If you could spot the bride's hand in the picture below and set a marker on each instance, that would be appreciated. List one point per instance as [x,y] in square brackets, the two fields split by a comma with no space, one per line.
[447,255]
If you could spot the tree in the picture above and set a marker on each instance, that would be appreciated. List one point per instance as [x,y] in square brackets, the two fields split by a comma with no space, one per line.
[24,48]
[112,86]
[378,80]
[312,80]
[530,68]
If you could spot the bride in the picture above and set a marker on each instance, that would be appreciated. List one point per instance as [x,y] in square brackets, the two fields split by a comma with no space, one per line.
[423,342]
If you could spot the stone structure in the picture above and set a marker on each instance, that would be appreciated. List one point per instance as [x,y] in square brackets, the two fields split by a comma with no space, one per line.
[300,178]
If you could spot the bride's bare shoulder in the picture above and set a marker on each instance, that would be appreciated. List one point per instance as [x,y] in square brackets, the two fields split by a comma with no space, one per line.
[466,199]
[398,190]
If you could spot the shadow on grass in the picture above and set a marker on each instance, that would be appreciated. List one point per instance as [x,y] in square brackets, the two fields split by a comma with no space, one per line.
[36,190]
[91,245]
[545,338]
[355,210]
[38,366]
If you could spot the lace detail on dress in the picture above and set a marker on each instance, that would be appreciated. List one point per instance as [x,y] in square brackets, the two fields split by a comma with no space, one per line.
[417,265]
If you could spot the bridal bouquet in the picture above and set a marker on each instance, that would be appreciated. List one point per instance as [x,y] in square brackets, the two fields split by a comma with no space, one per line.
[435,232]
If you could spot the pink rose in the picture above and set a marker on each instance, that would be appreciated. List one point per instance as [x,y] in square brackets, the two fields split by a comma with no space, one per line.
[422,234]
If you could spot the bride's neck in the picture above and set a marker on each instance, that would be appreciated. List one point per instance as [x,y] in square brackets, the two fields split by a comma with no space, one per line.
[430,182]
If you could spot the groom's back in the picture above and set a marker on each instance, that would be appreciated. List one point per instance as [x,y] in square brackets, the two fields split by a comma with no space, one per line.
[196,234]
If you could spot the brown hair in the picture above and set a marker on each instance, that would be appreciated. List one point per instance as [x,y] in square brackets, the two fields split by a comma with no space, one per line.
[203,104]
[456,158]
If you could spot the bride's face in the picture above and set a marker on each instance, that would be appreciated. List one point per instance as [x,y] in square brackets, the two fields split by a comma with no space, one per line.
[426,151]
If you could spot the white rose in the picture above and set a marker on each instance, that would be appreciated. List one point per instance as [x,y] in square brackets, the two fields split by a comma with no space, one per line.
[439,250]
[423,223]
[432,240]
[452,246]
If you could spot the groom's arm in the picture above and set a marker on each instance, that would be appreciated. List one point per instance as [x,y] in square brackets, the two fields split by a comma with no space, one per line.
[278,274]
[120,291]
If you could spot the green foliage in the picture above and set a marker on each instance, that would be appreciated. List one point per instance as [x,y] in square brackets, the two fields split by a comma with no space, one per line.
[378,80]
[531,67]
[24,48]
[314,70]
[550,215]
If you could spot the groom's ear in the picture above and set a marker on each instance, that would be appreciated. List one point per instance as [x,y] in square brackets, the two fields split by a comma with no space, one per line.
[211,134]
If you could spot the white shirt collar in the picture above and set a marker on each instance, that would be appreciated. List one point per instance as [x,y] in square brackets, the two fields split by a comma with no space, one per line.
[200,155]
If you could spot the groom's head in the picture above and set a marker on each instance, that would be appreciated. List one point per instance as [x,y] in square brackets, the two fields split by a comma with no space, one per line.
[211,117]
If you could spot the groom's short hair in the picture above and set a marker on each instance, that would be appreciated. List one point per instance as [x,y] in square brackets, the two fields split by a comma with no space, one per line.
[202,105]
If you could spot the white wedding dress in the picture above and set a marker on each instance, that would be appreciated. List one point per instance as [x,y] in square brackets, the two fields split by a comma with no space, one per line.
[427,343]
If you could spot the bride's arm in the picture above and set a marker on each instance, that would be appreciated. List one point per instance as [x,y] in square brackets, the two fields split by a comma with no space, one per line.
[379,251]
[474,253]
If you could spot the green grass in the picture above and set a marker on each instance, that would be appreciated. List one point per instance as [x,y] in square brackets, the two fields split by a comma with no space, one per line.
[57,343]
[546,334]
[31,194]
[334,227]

•••

Exercise> Reproduce every entry, word for word.

Response for this exercise>
If you could spot the bride's hand in the picture below and set a marker on each instance, that would be appreciated. List one point per instance as [x,y] in square brackets, the two fields split by a comma with no space, one per line.
[447,255]
If you could spot the tree in the picture above and set a marker on each instance, that would be appreciated. List one point per instance as [x,y] in square brackets, the two fields split by a comma with no space, one per line.
[24,48]
[112,86]
[378,80]
[312,80]
[530,68]
If you could spot the bride in the picture above and set a marker on each instance, that would be appreciated. List one point per instance as [x,y] in square brackets, the two fields split by a comma with no space, one per line.
[423,342]
If you could spot the stone structure in the picture above and set a marker on each instance, that would be appreciated. List one point per instance as [x,y] in square brackets, the two fields split by a comma with no space, one per line.
[300,178]
If you could spot the bride's bare shoulder in the picture above and set a marker on each instance, that would be appreciated. List one point per instance as [x,y] in square brackets, the two fields split by a comma with no space, one per line.
[466,199]
[398,190]
If you could spot the shadow on grass in the picture above and set a marker on each instance, that would be appreciated. List one point per instance as [x,y] in square brackets, the two fields split by a comma with no space, one per line.
[36,190]
[91,245]
[545,338]
[355,210]
[38,366]
If you could spot the lace detail on dress in the picture above and set a marker on each instance, that would be appreciated. List one point per instance as [x,y] in square brackets, the two fields split by a comma with no space, one per line.
[417,265]
If you could spot the bridal bouquet in the picture above and set a marker on each instance, that would be appreciated. List one point per instance as [x,y] in square brackets, the two fields split by a comma with no space, one per line.
[435,232]
If you could spot the pink rose in the picture above and set a marker on each instance, that would be appreciated. List one point per instance as [x,y] in square brackets, the two fields split by a comma with no space, one per line.
[422,234]
If you could spot the bride's neck in the picture above and set a marker on each instance, that would be appreciated. List one point per instance as [x,y] in square brackets, the two fields split by a comma with no space, one per line.
[430,182]
If you could spot the groom's back in the picture above and set a marker on each instance, that would be appreciated. List one point per instance as [x,y] in square brackets, the two fields split by a comma with no space, one per line.
[196,234]
If you could spot the brown hair in the picture above and set a marker on each instance, that would be appreciated. List one point per instance as [x,y] in square brackets, the two fields split by a comma with no space, one per line.
[203,104]
[456,158]
If you could spot the bride's face in the picture above and set a marker on each instance, that would be appreciated. List one point per instance as [x,y] in square brackets, the two fields split by a comma with no space, one per line.
[426,151]
If you could spot the white rose in the picture above and set a marker on each instance, that would be appreciated. List one point per instance as [x,y] in square brackets, the two fields split by a comma with no space, one per line.
[439,250]
[423,223]
[432,240]
[452,246]
If you could spot the groom's arm in the picture above and set a marker on each instance, that would be appreciated. List one point per instance as [x,y] in square brackets, the two fields split by a comma with no space, one per line.
[278,274]
[120,291]
If you could spot the green foliage in the picture above and set a marker on each instance, that would be appreciated. List one point per instance as [x,y] in square brackets, the two fields split by a comma with no space, one per line.
[378,80]
[531,67]
[24,48]
[314,70]
[550,215]
If you could spot the groom's ear in the picture above and set a marker on each instance, that would be appreciated. List one point per instance as [x,y] in square brackets, the two fields split by a comma with no space, one per line.
[211,134]
If you could spot the white shirt collar in the picture above and set a marker on each instance, that would be appreciated. List one point per instance as [x,y] in square brackets, the two fields split by a comma with no space, one per line.
[200,155]
If you could spot the groom's head in the picture above and set a marker on each instance, that would be appreciated. List one point per instance as [x,y] in square brackets, the two fields split by a comma with no space, one per line.
[211,117]
If you could spot the groom's short hair in the picture above and set a marker on each instance, that would be appreciated. List one point per instance as [x,y] in square brackets, the two fields split by a comma with no space, one per line.
[202,105]
If you could spot the white wedding dress in the picture above and set a marker on each instance, that would be appreciated. List one point per instance as [x,y] in square brackets, the two fields split by a comma with no space, one per line.
[427,343]
If you could spot the bride's arm in the picture above and set a marker on each instance, that would be appreciated. List one point per instance as [x,y] in square brackets, the two fields split by a comma with no space, one per line.
[379,251]
[474,253]
If you could spot the green grass in the picture above and set a marker on each instance, that would be appreciated. List one point per instance as [x,y] in square brackets, the two fields split by a comma with no space, one per line.
[57,343]
[546,334]
[31,194]
[334,227]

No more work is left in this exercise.